Document excerpt
⟨

In the 1950s, trombonist Wilbur DeParis led his New New Orleans Jazz Band, one of the most exciting groups of the era. Accomplishing his stated goal “to play as the early New Orleans masters would if they were alive today,” DeParis and his brother trumpeter Sidney DeParis invigorated hot jazz with their “New New” group. Yet, despite most of their recordings being readily available, very little has been written about the siblings since their passing.
Wilbur DeParis (whose last name has been variously spelled as De Paris, de Paris and deParis) was born January 11, 1900, in Crawfordsville, Indiana. Sidney followed him, probably on May 30, 1903, although he has been listed in some places as being born in 1905. Their father (Sidney DeParis Sr.) was a schoolteacher who led a carnival band that performed in vaudeville. One of his employees with the band was Mabel Bertrand, who would be immortalized by Jelly Roll Morton years later in his composition “Fussy Mabel.” It was the first of several connections to Morton that would take place in the lives of the DeParis brothers. The older DeParis taught both of his sons music. Wilbur not only learned trombone but alto and C-melody saxophone while Sidney soon became skilled as a trumpeter who also occasionally played tuba.
Until the mid-1940s, Wilbur and Sidney DeParis had separate careers that only overlapped on rare occasions. While never thought of as a major soloist, Wilbur developed into a superior musician who blended well into ensembles and could take fine solos when called upon.
He began playing professionally in 1919 in Philadelphia and worked with Armand J. Piron’s band in 1922 as a C-melody saxophonist before switching his focus permanently to trombone. He worked with the Original Blue Rhythm Band, made his recording debut in 1928 with Leroy Smith and in 1929 was on a session apiece with Clarence Williams and Edith Wilson.
In 1930 Wilbur participated on three recording dates with Jelly Roll Morton that resulted in eight songs including “Fussy Mabel.” Bubber Miley, who had left Duke Ellington the previous year, was one of the trumpeters and he must have been impressed by the trombonist because he used DeParis on his own sessions with his Mileage Makers, resulting in four songs including “I Lost My Gal From Memphis” and “Black Maria.” Wilbur DeParis also popped up on a 1931 date by trumpeter Dave Nelson, King Oliver’s nephew.
Wilbur DeParis stayed busy during the swing era without achieving any fame. As a member of Noble Sissle’s orchestra, he appeared in the film short That’s The Spirit and toured Europe. He was on record dates in 1933 with Benny Carter and Spike Hughes and in 1935 with Clarence Williams, and worked with the big bands of Edgar Hayes, Teddy Hill, the Mills Blue Rhythm Band, and Louis Armstrong (1937-40).
In contrast to Wilbur’s anonymity in the 1930s, Sidney DeParis became fairly well known as a solid soloist who could generate a lot of heat. He was particularly distinctive when using a mute to alter his sound. He started to record in 1925, first with Andrew Preer’s Cotton Club Orchestra and Lemuel Fowler’s Washboard Wonders, and then as a member of Charlie Johnson’s Paradise Ten (1926-31), taking an impressive solo on “The Boy In The Boat.” Already rated high in 1929, Sidney was recruited for a few all-star dates (along with Fats Waller, Benny Carter and Coleman Hawkins) released as by the McKinney’s Cotton Pickers. He was a member of the Don Redman Orchestra during 1932-36, rejoining Redman for a period in 1939.

⟩

Jobs
1. Do these statements agree with the piece on the DeParis brothers? (a) Wilbur DeParis was born in Crawfordsville, Indiana. (b) Sidney DeParis first recorded in 1928. (c) Wilbur played with Louis Armstrong's big band in the 1950s. Answer each with yes or no and quote the deciding words.
2. Extend the piece on the DeParis brothers by one paragraph that picks up after its final sentence.

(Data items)
⟨

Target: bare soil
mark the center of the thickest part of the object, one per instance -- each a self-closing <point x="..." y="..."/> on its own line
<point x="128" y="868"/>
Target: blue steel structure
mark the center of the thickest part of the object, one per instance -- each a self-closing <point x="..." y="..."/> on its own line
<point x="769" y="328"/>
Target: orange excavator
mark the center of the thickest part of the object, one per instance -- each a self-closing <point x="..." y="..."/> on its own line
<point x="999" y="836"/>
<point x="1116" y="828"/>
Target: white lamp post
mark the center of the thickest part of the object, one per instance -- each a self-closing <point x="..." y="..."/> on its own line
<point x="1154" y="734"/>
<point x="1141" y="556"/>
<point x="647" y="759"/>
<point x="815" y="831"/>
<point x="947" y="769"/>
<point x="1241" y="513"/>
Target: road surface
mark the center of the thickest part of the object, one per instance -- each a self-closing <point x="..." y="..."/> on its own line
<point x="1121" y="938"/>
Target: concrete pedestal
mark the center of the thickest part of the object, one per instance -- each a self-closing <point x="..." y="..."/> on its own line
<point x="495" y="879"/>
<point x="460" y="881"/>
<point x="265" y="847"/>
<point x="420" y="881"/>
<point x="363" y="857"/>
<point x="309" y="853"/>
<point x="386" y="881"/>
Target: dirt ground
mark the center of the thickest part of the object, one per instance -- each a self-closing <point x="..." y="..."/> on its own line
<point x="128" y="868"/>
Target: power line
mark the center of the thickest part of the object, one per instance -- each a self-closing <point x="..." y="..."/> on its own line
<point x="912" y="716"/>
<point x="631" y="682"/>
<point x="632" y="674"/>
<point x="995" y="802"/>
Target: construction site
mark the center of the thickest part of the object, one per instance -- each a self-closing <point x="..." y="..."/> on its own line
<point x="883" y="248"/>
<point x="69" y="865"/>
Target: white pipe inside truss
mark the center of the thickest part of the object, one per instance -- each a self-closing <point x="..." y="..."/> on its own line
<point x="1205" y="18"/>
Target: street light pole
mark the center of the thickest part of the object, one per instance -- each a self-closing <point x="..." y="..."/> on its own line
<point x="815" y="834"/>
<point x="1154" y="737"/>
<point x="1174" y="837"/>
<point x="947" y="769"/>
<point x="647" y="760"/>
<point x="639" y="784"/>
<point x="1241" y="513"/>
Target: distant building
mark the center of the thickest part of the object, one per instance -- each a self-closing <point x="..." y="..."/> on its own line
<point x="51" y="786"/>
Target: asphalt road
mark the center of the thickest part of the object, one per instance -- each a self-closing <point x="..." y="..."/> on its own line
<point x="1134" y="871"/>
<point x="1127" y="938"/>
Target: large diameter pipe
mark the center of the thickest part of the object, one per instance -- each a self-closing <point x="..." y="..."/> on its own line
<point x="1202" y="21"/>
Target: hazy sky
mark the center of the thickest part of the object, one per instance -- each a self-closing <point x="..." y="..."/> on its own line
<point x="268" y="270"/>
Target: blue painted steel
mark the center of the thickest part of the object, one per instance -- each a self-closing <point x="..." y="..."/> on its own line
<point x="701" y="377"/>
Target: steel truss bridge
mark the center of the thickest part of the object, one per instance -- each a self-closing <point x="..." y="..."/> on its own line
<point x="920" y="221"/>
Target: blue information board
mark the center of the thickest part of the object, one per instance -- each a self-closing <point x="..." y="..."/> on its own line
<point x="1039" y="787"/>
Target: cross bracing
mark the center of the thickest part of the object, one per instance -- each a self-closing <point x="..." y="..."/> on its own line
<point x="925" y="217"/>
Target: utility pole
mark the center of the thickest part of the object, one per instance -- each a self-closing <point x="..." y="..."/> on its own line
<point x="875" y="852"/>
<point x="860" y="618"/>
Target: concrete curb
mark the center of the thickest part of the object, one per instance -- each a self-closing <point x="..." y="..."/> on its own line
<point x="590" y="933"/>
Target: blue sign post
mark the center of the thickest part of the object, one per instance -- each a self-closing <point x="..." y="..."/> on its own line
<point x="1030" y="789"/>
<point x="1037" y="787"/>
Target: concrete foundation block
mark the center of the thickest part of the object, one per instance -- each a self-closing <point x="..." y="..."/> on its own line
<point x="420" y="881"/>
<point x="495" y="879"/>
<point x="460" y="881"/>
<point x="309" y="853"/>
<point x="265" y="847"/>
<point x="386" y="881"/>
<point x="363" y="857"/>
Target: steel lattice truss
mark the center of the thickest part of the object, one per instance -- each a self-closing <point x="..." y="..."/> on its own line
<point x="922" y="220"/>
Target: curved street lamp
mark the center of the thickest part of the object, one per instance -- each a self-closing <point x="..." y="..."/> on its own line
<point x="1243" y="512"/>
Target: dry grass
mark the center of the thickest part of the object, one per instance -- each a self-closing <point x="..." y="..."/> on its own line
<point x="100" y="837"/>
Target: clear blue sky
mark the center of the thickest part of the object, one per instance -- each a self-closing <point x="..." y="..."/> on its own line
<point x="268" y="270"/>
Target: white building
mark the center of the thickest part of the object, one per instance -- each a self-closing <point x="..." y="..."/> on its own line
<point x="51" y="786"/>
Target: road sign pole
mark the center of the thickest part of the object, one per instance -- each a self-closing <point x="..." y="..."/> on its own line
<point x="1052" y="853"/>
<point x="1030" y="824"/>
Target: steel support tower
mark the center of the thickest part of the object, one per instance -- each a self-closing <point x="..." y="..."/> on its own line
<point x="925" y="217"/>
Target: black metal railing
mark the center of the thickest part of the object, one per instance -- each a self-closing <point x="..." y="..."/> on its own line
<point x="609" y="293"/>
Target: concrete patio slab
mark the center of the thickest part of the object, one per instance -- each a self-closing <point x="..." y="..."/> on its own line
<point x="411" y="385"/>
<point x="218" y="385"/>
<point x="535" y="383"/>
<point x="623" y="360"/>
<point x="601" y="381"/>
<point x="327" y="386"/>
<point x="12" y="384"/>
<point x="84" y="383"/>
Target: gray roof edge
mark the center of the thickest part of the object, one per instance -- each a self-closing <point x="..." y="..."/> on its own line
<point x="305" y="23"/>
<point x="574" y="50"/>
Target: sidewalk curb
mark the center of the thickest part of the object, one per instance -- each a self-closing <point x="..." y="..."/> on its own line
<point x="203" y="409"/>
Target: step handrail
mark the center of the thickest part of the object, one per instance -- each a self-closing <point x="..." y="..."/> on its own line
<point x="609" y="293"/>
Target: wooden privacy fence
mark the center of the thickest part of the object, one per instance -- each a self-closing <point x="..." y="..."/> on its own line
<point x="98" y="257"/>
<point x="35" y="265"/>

⟩

Task results
1.
(a) Yes: "was born January 11, 1900, in Crawfordsville, Indiana."
(b) No: "He started to record in 1925"
(c) No: "Louis Armstrong (1937-40)"

2.
But other than relatively brief stints with the Benny Carter Orchestra (1940-41), Charlie Barnet and the Roy Eldridge big band (1944), Sidney DeParis would spend the rest of his career as a hot soloist with combos. Among his recordings of the era were outings with Victoria Spivey (1937), Mezz Mezzrow (1938) as part of what became known as the Panassie Sessions (although Hughes Panassie and Tommy Ladnier considered DeParis’ swing playing to be “too modern” for their concept), Jelly Roll Morton (nine years after his brother as part of Morton’s classic 1939 band dates), Willie “The Lion” Smith, and a particularly memorable date with Sidney Bechet in 1940 that resulted in such songs as “Shake It And Break It,” “Old Man Blues,” and “Wild Man Blues.”
Sidney DeParis became a fixture on 52nd Street in the early 1940s, working often in small clubs with groups led by either drummer Zutty Singleton or pianist Art Hodes. He also recorded regularly for the Blue Note label during 1944-45 including on sessions led by Bechet, clarinetist Edmond Hall and pianist James P. Johnson, Sidney had his first chance to record as a leader in 1944, heading a group with Hall, Johnson, and trombonist Vic Dickenson that performed three standards (including “Who’s Sorry Now”) and his “The Call Of The Blues.”
Other than a year in the 1920s when they worked together in Wilbur’s house band at Philadelphia’s Pearl Theater, Sidney and Wilbur did not cross paths often during their first 20 years as professional musicians. That began to change during 1944. For the first time they recorded together, cutting four titles as “The DeParis Brothers” for the Commodore label. The rise of traditional jazz helped “liberate” Wilbur DeParis from big bands; he worked with Eddie Condon during part of 1944 and recorded with George Wettling, also appearing next to his brother on record dates with pianist Cliff Jackson (which also included Sidney Bechet) and the short-lived Roy Eldridge big band. Wibur DeParis next took a detour, joining the Duke Ellington Orchestra, but during that period (November 1945-June 1947) Lawrence Brown and Tricky Sam Nanton got all of the trombone solos.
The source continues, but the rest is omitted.